= EXTRACT PROVIDED =
>> begin

400 nm Sodium emission spectrum 750 nm

Only the two most intense lines are shown here.
In the next part (Part 3 Periodic Table and electron distribution), where you cover energy level diagrams, there is a box explaining:
- the connection between the emission spectrum of sodium and energy level diagrams
- how you can see the emission spectrum of sodium using a yellow street light and a CD-ROM.

Spectra LMP, Centre for Learning Innovation, DET, NSW. You can move the cursor over any element listed to see the emission spectra for that element.

distinguish between the terms spectral line, emission spectrum, absorption spectrum and reflectance spectrum

Spectral line: a gaseous sample of an element is dissociated into atoms and excited by an electric discharge. The emitted light passes through a slit and then a prism or diffraction grating, which disperses the light into individual wavelengths. The individual wavelengths are represented as spectral lines.

>> end

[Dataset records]
>> begin

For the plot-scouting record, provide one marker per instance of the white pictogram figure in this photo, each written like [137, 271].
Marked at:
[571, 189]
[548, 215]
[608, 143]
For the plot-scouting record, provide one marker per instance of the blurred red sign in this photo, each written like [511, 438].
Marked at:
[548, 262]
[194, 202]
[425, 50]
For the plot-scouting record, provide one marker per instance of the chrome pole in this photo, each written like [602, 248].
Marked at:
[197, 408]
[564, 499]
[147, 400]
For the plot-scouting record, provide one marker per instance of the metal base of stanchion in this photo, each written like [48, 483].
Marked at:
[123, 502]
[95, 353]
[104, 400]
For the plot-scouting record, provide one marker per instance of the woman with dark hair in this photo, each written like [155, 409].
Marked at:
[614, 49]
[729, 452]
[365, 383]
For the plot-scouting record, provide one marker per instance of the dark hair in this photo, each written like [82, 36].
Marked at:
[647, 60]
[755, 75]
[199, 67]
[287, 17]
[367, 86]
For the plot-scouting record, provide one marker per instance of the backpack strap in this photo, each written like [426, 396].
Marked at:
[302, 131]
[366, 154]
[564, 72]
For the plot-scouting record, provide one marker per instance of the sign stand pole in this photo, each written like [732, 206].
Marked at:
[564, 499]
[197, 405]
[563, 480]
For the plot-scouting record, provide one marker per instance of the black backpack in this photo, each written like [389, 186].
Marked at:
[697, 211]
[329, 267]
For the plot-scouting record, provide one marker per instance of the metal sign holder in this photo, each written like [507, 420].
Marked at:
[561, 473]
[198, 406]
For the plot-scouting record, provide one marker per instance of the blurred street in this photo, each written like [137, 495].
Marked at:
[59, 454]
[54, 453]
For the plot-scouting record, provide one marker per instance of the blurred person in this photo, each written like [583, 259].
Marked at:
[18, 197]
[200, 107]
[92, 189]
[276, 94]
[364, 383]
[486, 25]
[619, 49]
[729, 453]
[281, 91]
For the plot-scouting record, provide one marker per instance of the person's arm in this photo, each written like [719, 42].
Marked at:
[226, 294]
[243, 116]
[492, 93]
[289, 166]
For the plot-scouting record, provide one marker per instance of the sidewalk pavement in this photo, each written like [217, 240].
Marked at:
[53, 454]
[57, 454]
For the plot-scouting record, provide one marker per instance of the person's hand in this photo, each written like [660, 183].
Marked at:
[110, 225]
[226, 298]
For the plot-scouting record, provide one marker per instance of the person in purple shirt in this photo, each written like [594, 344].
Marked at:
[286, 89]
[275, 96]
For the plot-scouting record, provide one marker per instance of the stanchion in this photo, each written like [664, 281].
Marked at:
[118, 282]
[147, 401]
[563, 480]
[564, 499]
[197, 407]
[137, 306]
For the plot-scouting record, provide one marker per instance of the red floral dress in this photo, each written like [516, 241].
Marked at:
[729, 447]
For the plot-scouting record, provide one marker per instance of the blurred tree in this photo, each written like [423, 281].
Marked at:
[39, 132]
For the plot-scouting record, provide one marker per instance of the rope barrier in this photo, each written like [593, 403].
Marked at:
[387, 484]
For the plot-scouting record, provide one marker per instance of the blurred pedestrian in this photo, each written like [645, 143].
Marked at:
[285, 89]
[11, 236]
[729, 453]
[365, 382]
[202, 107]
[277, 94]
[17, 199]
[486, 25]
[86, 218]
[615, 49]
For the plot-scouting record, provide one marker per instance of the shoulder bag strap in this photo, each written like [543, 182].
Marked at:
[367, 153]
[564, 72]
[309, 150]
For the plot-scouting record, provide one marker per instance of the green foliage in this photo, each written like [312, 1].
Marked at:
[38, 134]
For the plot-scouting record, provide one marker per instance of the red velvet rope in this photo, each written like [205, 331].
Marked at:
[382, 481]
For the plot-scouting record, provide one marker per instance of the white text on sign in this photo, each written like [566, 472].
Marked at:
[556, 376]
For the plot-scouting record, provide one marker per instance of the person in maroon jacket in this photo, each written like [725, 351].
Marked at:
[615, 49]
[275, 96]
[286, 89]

>> end

= REQUESTS =
**A)** Rewrite the entries from the line containing "like [312, 1]." through the end of the entries, both ends included. Keep each request unchanged, shift every marker coordinate in the answers by adding 144 to both numbers, and leave the format samples inside the requests as they are.
**B)** Write the next part of the passage on the sodium emission spectrum, starting right after its last sentence.

= THE RESPONSES =
**A)**
For the plot-scouting record, provide one marker per instance of the green foliage in this photo, each written like [312, 1].
Marked at:
[182, 278]
For the plot-scouting record, provide one marker per instance of the red velvet rope in this photo, each written like [205, 331].
Marked at:
[526, 625]
For the plot-scouting record, provide one marker per instance of the white text on sign in this photo, each written like [566, 472].
Marked at:
[700, 520]
For the plot-scouting record, provide one marker per instance of the person in maroon jacket in this photo, each written like [725, 351].
Marked at:
[759, 193]
[419, 240]
[430, 233]

**B)**
Emission spectrum: is produced when atoms that have been excited to higher energy levels emit photons characteristic of the element as they return to lower energy levels. For example in the visible part of the electromagnetic spectrum, the emission spectrum is seen as bright coloured lines that are specific for an individual element.
Absorption spectrum: is produced when atoms absorb photons of certain wavelengths and become excited from lower to higher energy levels. The absorption spectrum appears as black lines against a bright background.
Reflectance spectrum: certain atoms and molecules absorb and reflect energy at wavelengths related to their atomic structures. This takes the form of a reflectance spectrum, with distinctive features that can be used to identify minerals.

Spectral line Absolute Astronomy, AbsoluteAstronomy.com,Seattle, Washington, USA

gather, process and present information about a current analytical technology to:

describe the methodology involved

assess the importance of the technology in assisting identification of elements in samples and in compounds and

provide examples of the technology's use

Gather information by going to the Internet and using a service provider or going to the library and checking encyclopedias or CD ROM encyclopedias. You could either state a particular technology that you want to investigate or could research several technologies and then decide which one you want to choose.
Process the information by evaluating the relevance of the information from the various sources. Make sure that the information you have obtained describes the methodology of the technique.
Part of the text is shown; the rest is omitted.